> **WHAT THE EXERCISE ASKS**
Will you extract the entries word for word? Images should not appear in the copy.

Entries from a pointing dataset:
********************

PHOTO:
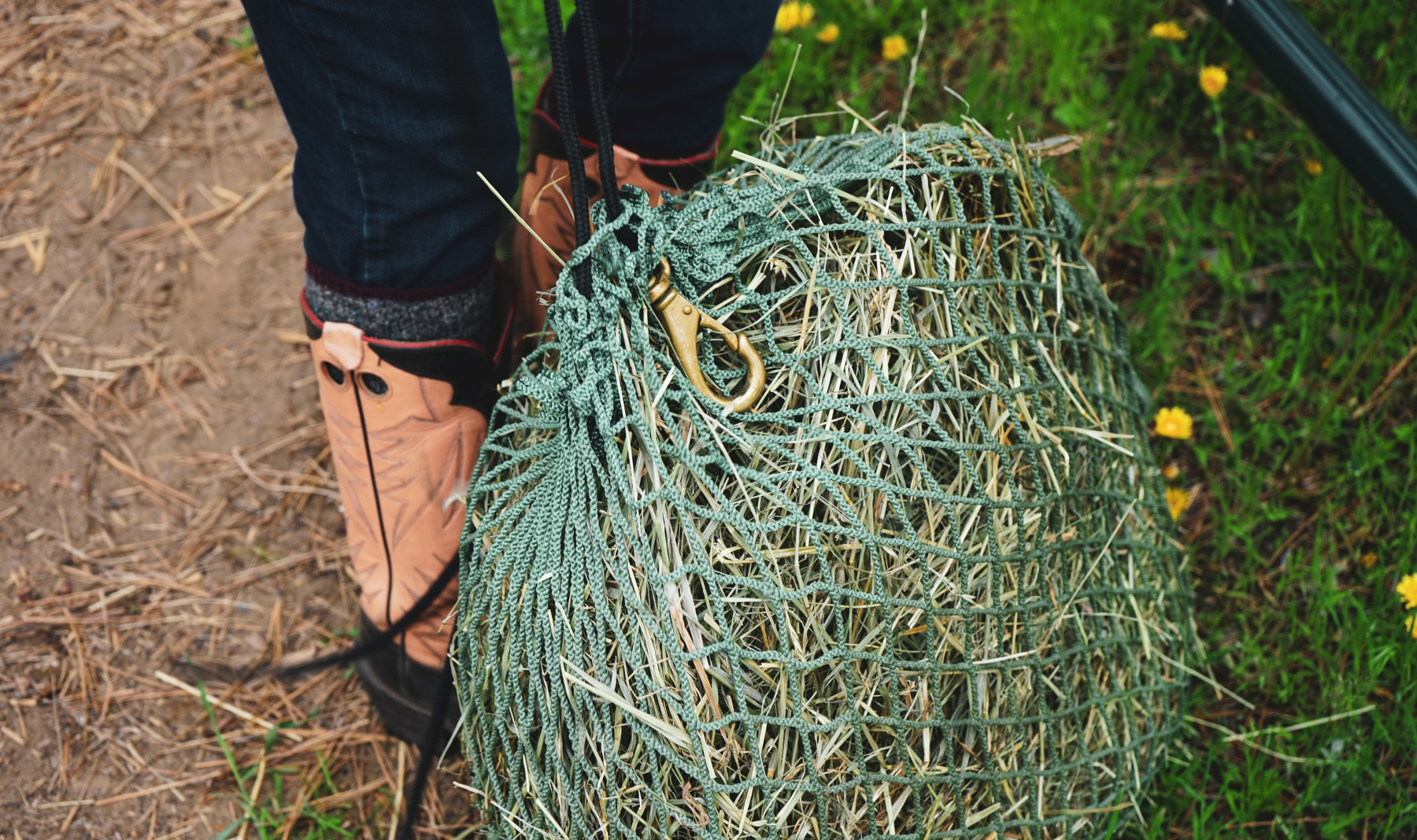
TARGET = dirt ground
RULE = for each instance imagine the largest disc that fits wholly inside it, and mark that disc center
(168, 509)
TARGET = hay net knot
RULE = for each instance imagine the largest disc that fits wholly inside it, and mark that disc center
(927, 587)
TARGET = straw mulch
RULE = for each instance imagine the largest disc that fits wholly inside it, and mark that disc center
(165, 485)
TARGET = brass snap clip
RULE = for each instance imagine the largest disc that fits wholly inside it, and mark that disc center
(682, 322)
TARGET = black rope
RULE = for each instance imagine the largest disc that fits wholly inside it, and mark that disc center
(427, 749)
(566, 113)
(368, 646)
(581, 211)
(595, 84)
(379, 508)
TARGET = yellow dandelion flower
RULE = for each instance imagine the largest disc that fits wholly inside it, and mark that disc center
(1168, 30)
(1174, 423)
(1213, 80)
(1178, 501)
(794, 14)
(1408, 588)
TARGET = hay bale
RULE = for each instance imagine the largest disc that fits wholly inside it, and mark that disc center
(926, 590)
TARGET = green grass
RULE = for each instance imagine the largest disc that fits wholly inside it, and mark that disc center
(1294, 625)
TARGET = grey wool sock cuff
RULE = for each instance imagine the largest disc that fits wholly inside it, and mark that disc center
(461, 309)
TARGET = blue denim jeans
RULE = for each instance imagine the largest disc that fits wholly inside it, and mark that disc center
(396, 106)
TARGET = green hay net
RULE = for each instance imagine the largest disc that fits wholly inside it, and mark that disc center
(927, 588)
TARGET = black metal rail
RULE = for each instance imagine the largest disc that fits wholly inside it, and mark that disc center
(1363, 135)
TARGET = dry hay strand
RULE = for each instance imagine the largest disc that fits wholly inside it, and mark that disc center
(924, 590)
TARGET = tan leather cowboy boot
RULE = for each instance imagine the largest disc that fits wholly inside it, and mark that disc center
(546, 205)
(405, 421)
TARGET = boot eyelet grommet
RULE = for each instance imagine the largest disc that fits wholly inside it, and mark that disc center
(335, 374)
(375, 384)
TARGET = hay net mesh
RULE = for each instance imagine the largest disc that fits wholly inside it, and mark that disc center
(926, 590)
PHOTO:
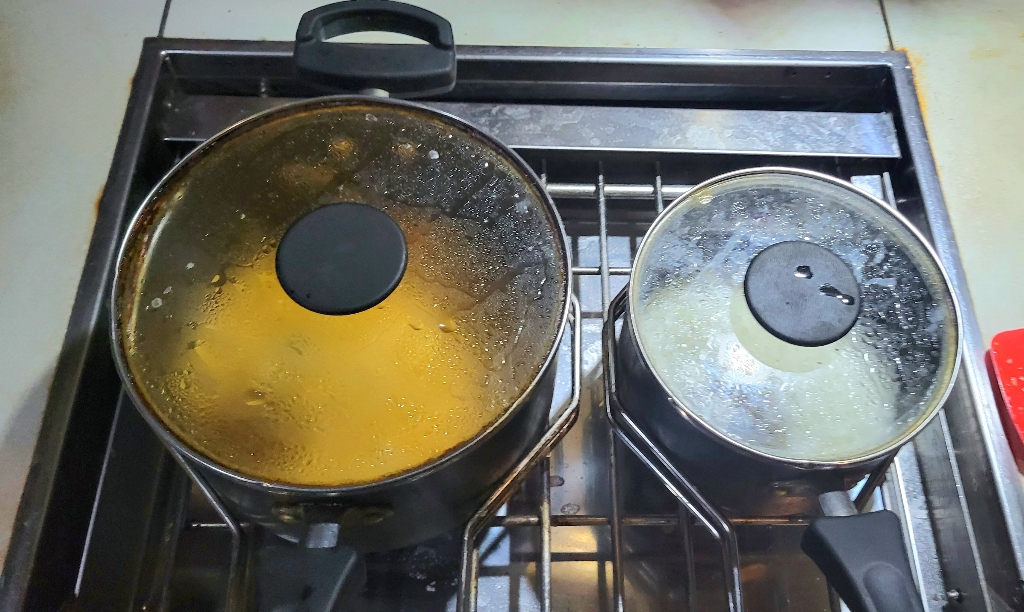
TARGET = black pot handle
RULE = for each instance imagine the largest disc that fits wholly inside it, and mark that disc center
(864, 560)
(403, 70)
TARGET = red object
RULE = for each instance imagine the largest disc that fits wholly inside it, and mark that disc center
(1006, 366)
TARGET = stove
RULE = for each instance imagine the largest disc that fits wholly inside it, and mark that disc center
(111, 521)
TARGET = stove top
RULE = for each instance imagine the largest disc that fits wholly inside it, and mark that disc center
(109, 520)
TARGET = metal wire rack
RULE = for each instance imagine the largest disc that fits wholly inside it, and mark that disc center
(692, 509)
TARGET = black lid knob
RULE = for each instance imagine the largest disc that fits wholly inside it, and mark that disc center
(802, 293)
(342, 258)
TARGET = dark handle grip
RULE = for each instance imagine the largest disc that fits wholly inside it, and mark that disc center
(404, 70)
(864, 560)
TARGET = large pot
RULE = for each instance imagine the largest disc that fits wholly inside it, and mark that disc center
(343, 312)
(784, 335)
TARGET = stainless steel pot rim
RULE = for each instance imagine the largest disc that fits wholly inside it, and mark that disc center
(177, 445)
(893, 445)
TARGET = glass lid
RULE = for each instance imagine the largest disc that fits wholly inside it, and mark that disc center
(443, 250)
(796, 316)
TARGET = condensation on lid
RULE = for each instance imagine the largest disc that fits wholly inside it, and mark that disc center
(839, 402)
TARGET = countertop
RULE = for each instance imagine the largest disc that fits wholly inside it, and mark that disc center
(66, 71)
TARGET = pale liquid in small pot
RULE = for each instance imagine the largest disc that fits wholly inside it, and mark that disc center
(274, 391)
(822, 403)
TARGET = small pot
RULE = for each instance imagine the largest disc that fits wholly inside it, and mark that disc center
(343, 312)
(784, 335)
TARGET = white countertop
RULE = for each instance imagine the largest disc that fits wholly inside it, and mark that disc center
(66, 71)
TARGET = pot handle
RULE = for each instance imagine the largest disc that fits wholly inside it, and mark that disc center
(863, 558)
(395, 69)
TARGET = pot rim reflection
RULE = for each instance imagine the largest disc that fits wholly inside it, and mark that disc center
(150, 207)
(691, 417)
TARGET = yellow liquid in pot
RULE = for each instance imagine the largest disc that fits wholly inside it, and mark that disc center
(274, 391)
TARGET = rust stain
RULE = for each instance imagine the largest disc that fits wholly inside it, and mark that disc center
(916, 63)
(916, 67)
(95, 204)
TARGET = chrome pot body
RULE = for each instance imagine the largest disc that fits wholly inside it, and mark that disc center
(740, 483)
(398, 511)
(740, 479)
(393, 514)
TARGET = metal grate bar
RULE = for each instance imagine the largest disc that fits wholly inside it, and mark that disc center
(619, 190)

********************

> **TASK OUTPUT**
PHOTO:
TARGET = dirt ground
RULE = for each instance imagine the largest disc that fits wholly inside it, and mark that disc center
(168, 509)
TARGET = hay net knot
RULE = for each instance imagine the largest disc that fits wholly inside it, and mark that disc center
(927, 587)
TARGET = straw mulch
RULE = for each instance imagine the largest disc that fits wholly inside it, and mark that disc center
(165, 485)
TARGET = brass snap clip
RULE = for each instance imagine the largest disc that fits wholly inside it, and mark that disc center
(682, 322)
TARGET = black rope
RULE = for each instance imagine the largest disc that fits wholly inside it, and mark that disc center
(427, 749)
(566, 113)
(368, 646)
(581, 211)
(595, 84)
(379, 508)
TARGET = yellow dandelion flower
RULE = for each instance imagine the largest disc that fits wholly inside it, and mark that disc center
(1168, 30)
(1174, 423)
(1213, 80)
(1178, 501)
(794, 14)
(1408, 588)
TARGET = hay bale
RULE = for each instance imagine the largest disc that fits wholly inside it, and mark that disc center
(926, 590)
TARGET = green grass
RULE = for each instance imagine the largest disc that fits wholly inside it, and mark that disc center
(1294, 625)
TARGET = grey wool sock cuff
RULE = for each instance imagine the largest disc that fits wholly inside it, and mark that disc center
(461, 309)
TARGET = blue denim jeans
RULE = for each instance imagine the largest disc that fits wholly inside it, and mark that disc center
(396, 106)
TARGET = green hay net
RULE = for each instance imagine the largest disc that fits wholly inside it, and mark that disc center
(927, 588)
TARGET = black metal rail
RULE = for each instance imagine the largest disc that fits wholly inside it, and mark that disc center
(1363, 135)
TARGET = dry hay strand
RULE = for each instance imagine the largest disc that fits wholly inside it, and mark that disc center
(924, 590)
TARGET = tan leather cowboy boot
RULE = for each instance imagine the largest disc that fits wholly inside it, and mark that disc center
(546, 205)
(405, 421)
TARGET = boot eyelet grommet
RULE = for each instance imagine the largest disc that fits wholly inside it, and mark that disc center
(335, 374)
(375, 384)
TARGET = hay net mesh
RULE = for each instance imagine the largest disc that fits wholly inside it, and mark that disc center
(926, 590)
PHOTO:
TARGET = black pot handle
RULE = for each instance imagine the largest disc that fits wholly inside it, and mark that disc center
(864, 560)
(403, 70)
TARGET = red object
RULE = for each instance imagine the largest disc that fits wholly inside it, and mark that disc center
(1006, 366)
TARGET = stove
RULE = for each instance imagine the largest disc that fits wholly inside it, and mark that disc center
(111, 521)
TARGET = stove top
RULE = for each instance imagine the largest disc that fits wholly inside it, and mark that disc center
(109, 520)
TARGET = metal wire rack
RULE = for each instance imagine the largest disc that fits wholly inside it, and mark that disc center
(692, 509)
TARGET = black lid knob
RULE = for each instance imagine the largest disc that fits wholly inside it, and mark that disc center
(802, 293)
(342, 258)
TARGET = dark handle grip
RULE = for each instance imagine the largest disc that fits wholly inside it, and mark that disc center
(404, 70)
(864, 560)
TARGET = large pot
RULE = for each instance imagine the largest disc that fits wholly inside it, and mark that disc center
(343, 312)
(784, 335)
TARGET = stainless steel pot rim
RULE = for each instance imagine the largest disc that fits wholly inside it, and mark that disc center
(177, 445)
(893, 445)
TARGET = glass lid
RULE = for each instance imagine the largest disc that fits wholly inside it, and mark that disc center
(443, 250)
(796, 316)
TARGET = condensation on lid
RULE = for each instance imagine the largest disc that fits wholly inside it, and mark that disc center
(839, 402)
TARGET = countertop
RULE = for each instance imagine the largest disc that fits wholly inside it, and mark that disc center
(66, 71)
TARGET = pale liquid in small pot
RULE = for each instance imagine the largest disc that fits wholly inside it, and mark that disc center
(274, 391)
(822, 403)
TARGET = small pot
RULE = for each instance imagine the largest disc that fits wholly inside it, and mark that disc center
(343, 312)
(784, 335)
TARGET = white countertop
RULE = for each instance imagine the largest disc that fits wholly inside it, and mark that disc center
(66, 71)
TARGET = pot handle
RULE = for each instance imagine the largest disc that fits wholly inside it, and mark that disc center
(863, 558)
(395, 69)
TARGET = pot rim reflection
RULE = for each instance imagine the largest disc that fits wholly inside it, and mark that disc center
(150, 207)
(691, 417)
TARGET = yellow liquid in pot
RULE = for each instance imagine the largest disc that fits wholly inside it, and mark that disc center
(274, 391)
TARGET = rust stain
RULE = for each instance imagine the largest disc that fits wholly inside it, and mark that disc center
(916, 63)
(916, 67)
(95, 204)
TARGET = chrome pot body
RULE = for each instance imagine the largest disc that fits wholly inside it, and mark that disc center
(740, 483)
(398, 511)
(740, 479)
(393, 514)
TARGET = metal grate bar
RULE = for each instance imagine the largest disc that fits wholly inside it, and mark that disc center
(619, 190)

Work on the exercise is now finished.